[Exercise input — start]

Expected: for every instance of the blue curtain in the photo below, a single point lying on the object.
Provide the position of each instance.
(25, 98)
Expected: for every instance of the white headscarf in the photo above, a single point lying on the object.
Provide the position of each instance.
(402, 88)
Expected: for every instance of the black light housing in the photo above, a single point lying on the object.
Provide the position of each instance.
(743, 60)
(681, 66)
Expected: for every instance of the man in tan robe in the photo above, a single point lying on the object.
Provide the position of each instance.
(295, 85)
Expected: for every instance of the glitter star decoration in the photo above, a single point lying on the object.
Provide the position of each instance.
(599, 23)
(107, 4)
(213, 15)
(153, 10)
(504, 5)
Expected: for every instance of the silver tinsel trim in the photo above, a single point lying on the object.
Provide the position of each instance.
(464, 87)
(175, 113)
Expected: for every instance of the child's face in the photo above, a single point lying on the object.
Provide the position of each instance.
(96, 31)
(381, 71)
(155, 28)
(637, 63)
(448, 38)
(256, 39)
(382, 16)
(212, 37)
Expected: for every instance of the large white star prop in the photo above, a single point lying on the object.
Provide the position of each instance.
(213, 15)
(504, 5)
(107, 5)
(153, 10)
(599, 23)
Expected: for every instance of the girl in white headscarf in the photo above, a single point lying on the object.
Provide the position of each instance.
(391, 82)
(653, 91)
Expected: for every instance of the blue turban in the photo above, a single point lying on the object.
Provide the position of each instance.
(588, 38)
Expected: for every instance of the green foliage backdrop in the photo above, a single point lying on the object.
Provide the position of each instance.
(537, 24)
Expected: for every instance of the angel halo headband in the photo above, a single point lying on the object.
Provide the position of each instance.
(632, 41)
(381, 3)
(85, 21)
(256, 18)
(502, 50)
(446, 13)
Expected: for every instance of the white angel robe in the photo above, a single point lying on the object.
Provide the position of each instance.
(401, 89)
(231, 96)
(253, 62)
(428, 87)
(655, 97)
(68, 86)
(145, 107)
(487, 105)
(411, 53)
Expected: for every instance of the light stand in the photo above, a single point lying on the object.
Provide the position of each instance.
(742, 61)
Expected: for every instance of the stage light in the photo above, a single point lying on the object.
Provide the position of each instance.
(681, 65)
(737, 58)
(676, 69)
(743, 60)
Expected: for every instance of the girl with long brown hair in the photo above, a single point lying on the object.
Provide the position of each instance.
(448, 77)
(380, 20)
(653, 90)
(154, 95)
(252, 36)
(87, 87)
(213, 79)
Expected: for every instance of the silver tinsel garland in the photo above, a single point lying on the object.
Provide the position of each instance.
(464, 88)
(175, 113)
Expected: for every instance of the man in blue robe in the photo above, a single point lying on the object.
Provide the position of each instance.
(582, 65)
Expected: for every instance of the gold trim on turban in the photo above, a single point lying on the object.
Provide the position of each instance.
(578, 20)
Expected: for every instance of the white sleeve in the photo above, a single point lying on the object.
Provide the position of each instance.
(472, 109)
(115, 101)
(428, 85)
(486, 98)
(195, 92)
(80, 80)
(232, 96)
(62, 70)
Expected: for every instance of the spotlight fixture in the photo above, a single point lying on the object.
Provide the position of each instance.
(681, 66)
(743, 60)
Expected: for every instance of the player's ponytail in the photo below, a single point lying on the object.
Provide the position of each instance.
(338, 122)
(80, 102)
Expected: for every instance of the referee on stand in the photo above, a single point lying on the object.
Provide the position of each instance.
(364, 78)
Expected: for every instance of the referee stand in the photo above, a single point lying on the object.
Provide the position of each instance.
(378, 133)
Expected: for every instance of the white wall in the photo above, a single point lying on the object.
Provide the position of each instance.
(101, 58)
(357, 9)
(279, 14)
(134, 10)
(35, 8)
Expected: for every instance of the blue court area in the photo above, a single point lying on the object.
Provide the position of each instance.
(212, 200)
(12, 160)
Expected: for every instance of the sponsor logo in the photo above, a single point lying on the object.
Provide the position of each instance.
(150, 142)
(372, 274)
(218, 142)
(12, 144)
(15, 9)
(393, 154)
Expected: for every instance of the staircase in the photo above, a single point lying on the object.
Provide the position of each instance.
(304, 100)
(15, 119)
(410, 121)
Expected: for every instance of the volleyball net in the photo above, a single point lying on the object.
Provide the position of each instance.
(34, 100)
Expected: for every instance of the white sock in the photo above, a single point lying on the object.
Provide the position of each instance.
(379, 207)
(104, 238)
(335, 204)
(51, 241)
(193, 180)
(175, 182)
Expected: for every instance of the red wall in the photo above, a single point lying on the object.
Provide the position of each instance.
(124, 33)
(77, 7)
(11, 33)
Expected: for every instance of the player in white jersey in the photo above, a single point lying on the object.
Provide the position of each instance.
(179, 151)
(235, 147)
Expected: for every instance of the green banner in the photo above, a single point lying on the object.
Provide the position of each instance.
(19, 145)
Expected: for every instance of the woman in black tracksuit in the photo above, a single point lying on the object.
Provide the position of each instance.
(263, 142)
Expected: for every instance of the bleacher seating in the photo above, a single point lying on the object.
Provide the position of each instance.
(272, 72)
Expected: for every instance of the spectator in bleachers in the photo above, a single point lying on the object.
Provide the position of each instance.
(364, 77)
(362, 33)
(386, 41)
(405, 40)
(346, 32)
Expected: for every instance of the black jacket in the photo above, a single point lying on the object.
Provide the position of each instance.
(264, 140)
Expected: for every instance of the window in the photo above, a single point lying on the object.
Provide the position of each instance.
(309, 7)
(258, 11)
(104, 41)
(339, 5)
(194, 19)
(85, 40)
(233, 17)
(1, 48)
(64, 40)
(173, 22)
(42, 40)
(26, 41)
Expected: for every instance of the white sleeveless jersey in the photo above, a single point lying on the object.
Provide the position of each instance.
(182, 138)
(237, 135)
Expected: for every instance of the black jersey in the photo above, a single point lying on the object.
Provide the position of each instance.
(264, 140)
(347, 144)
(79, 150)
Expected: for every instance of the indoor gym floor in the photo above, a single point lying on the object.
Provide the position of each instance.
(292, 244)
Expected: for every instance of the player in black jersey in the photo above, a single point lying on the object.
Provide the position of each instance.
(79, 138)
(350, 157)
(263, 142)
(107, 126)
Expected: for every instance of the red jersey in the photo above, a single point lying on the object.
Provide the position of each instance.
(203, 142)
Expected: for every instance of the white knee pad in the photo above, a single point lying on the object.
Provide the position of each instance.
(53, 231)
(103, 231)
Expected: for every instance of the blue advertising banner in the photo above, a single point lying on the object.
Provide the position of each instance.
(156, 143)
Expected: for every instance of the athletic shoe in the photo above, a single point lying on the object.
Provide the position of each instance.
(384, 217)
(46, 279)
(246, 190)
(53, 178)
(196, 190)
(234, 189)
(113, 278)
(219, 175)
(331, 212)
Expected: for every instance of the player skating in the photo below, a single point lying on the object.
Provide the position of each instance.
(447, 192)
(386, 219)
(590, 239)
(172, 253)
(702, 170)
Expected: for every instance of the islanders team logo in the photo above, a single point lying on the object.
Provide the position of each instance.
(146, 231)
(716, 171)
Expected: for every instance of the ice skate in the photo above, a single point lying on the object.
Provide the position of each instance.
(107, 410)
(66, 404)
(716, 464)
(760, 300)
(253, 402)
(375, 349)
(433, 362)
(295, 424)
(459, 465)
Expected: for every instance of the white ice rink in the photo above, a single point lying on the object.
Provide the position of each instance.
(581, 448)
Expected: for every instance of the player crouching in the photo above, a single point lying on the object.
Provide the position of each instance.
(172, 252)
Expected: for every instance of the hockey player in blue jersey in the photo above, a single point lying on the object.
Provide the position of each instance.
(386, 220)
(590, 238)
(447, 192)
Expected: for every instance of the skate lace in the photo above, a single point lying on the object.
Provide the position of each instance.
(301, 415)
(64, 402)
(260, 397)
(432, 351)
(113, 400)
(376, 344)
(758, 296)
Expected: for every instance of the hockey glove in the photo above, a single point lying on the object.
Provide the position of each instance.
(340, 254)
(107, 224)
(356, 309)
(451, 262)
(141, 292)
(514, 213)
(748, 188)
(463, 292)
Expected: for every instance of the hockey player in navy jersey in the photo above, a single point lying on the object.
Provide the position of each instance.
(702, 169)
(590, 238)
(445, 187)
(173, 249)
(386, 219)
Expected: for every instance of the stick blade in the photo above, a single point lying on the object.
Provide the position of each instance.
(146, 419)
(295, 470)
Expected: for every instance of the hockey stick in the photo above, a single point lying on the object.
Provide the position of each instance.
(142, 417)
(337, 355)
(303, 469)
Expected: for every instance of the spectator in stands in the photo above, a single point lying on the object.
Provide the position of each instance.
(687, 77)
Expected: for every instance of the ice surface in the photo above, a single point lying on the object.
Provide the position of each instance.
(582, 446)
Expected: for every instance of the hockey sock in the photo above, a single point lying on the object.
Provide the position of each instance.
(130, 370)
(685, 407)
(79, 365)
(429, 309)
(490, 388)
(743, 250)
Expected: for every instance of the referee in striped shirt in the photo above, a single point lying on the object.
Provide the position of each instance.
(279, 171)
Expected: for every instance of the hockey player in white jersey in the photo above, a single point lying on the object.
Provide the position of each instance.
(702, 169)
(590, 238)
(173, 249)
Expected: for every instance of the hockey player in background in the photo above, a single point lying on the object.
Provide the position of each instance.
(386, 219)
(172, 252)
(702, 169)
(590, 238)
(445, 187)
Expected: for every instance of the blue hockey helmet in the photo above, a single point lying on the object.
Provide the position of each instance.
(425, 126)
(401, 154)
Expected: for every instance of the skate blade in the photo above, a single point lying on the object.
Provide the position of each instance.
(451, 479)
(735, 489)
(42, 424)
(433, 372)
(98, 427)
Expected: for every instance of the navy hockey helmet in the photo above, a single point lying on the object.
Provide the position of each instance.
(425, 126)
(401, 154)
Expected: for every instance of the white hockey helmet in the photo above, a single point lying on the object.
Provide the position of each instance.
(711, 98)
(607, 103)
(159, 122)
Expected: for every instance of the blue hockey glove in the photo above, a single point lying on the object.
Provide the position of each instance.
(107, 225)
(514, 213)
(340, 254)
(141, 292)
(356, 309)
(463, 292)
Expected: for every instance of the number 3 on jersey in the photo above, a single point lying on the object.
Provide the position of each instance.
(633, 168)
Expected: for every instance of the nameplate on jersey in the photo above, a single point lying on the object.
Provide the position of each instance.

[Exercise input — finish]

From the first line of the data through the line with "Expected: for every instance of the large", quote each line exactly and add nothing else.

Expected: for every instance of the blue curtain in the photo below, a single point lying on the object.
Provide the position of each instance.
(25, 98)
Expected: for every instance of the white headscarf in the photo above, a single point lying on the object.
Provide the position of each instance.
(402, 88)
Expected: for every instance of the black light housing in the photo above, a single point lying on the object.
Provide the position of each instance.
(743, 60)
(681, 66)
Expected: for every instance of the man in tan robe in the photo above, a single point lying on the object.
Provide the position of each instance.
(295, 85)
Expected: for every instance of the glitter star decoration in the photo above, a single point lying on the object.
Provide the position of each instance.
(599, 23)
(107, 4)
(213, 15)
(153, 10)
(504, 5)
Expected: for every instance of the silver tinsel trim in the photo above, a single point lying on the object.
Provide the position of each instance.
(464, 87)
(175, 113)
Expected: for every instance of the child's face in the photo above, a single point lying on the object.
Provide the position of each instance.
(96, 31)
(381, 71)
(155, 28)
(637, 63)
(448, 38)
(256, 39)
(382, 16)
(212, 37)
Expected: for every instance of the large white star prop in the photo above, a single point lying on the object.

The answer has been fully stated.